[MATERIAL PROVIDED start]

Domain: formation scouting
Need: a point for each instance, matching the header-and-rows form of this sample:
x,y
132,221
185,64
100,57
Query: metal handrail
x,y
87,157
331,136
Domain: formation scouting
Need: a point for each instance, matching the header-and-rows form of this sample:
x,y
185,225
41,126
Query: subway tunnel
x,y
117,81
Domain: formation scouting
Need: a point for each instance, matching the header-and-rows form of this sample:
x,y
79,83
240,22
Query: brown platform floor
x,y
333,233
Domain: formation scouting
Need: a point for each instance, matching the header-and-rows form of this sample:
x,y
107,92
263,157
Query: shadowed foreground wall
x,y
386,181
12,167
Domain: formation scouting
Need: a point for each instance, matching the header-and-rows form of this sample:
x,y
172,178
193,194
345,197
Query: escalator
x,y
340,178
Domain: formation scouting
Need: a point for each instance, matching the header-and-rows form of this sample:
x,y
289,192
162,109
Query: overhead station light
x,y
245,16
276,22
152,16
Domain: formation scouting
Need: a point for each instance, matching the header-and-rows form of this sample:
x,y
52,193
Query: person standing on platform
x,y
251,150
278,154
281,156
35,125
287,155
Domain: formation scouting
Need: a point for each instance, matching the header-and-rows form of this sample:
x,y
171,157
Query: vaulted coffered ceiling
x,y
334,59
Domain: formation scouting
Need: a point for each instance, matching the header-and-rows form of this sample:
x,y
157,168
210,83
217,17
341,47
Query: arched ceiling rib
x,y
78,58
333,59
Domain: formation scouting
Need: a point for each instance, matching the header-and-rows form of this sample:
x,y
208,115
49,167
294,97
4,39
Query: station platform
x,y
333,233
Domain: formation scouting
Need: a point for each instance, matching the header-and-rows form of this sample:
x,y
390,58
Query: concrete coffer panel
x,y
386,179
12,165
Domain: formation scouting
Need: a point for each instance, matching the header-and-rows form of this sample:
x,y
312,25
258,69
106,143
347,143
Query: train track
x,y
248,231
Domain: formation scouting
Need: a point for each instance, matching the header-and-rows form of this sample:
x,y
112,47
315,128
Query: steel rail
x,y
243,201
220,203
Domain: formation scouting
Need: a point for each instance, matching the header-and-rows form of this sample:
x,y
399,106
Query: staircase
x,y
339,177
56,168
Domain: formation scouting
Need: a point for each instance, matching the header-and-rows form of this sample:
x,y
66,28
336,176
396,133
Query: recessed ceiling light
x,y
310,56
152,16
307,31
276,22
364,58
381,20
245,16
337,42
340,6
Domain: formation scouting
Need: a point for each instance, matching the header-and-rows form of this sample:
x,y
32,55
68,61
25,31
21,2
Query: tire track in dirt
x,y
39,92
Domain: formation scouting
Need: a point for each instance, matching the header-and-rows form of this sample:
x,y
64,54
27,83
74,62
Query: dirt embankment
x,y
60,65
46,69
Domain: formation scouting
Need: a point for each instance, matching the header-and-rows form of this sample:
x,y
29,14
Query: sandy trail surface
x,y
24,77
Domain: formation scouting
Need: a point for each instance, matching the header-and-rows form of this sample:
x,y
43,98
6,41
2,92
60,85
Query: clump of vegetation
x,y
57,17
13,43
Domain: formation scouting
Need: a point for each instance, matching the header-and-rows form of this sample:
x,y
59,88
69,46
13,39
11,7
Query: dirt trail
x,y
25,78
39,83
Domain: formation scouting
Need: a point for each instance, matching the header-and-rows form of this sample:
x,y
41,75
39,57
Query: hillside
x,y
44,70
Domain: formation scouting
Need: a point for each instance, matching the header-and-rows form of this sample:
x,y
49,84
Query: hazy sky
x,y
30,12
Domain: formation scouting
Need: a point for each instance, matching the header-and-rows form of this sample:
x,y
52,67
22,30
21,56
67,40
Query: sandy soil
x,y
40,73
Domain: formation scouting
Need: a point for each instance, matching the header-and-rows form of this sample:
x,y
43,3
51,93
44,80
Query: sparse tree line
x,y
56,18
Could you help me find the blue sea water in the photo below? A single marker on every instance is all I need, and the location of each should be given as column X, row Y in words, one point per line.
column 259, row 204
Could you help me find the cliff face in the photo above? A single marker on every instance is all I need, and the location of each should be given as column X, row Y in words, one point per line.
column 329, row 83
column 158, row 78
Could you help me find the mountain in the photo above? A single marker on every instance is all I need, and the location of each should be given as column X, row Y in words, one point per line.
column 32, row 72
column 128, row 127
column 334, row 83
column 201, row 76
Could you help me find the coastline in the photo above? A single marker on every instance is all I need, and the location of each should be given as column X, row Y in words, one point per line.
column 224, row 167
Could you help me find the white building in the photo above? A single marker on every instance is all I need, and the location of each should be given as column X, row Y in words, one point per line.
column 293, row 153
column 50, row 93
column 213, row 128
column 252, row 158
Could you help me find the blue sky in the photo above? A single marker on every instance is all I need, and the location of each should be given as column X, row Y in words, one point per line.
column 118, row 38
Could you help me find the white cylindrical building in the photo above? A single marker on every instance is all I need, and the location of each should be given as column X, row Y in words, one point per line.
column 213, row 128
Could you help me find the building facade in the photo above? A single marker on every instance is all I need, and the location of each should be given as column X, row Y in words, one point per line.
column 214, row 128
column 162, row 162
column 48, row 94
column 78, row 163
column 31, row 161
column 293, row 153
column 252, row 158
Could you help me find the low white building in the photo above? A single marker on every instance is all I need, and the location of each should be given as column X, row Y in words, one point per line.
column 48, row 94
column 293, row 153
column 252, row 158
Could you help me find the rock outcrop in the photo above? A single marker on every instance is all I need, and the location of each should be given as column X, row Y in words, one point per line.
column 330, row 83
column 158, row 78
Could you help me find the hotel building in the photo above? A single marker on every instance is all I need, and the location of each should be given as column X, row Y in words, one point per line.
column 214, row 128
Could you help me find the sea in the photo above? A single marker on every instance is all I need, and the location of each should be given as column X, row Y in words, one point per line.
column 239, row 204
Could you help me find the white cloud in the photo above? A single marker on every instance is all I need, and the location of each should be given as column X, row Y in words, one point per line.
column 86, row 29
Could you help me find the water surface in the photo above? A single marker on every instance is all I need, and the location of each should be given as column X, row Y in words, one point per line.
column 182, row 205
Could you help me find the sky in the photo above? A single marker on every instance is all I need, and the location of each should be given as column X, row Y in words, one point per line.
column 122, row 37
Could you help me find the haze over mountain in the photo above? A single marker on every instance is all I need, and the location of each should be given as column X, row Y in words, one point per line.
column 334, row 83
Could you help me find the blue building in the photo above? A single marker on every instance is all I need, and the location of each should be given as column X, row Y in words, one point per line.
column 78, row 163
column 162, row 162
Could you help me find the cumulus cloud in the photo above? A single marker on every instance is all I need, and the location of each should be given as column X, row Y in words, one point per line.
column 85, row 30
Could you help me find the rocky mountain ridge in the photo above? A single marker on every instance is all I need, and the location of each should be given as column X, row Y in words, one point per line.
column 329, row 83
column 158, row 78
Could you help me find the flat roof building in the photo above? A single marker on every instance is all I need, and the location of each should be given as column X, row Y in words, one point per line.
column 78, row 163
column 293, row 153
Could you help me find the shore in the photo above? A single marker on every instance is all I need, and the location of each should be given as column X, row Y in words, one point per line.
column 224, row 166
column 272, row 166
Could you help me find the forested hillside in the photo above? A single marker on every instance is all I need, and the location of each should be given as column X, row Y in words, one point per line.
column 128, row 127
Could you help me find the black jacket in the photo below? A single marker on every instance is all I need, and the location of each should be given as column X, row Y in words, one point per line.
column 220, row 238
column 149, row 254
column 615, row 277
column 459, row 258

[MATERIAL PROVIDED end]

- **WRITTEN EXERCISE**
Please extract the stretch of records from the line that contains "Could you help me find the low" through the line that contains "column 239, row 204", reproducing those lines verbatim.

- **TASK OUTPUT**
Could you help me find the low white building in the photo above? A single marker on every instance is all I need, and the location of each should be given as column X, row Y in words, one point per line.
column 48, row 94
column 293, row 153
column 252, row 158
Could you help me find the rock outcrop in the photo above? A single marker on every instance is all I need, and the location of each should be given as column X, row Y in words, one point per line.
column 330, row 83
column 158, row 78
Could you help me find the hotel building in the photo above? A single marker on every instance is all I need, and the location of each should be given as column X, row Y in words, one point per line.
column 214, row 128
Could you help me find the sea in the photo above? A single marker on every instance is all I need, and the location of each should be given as column X, row Y in words, one point per line.
column 239, row 204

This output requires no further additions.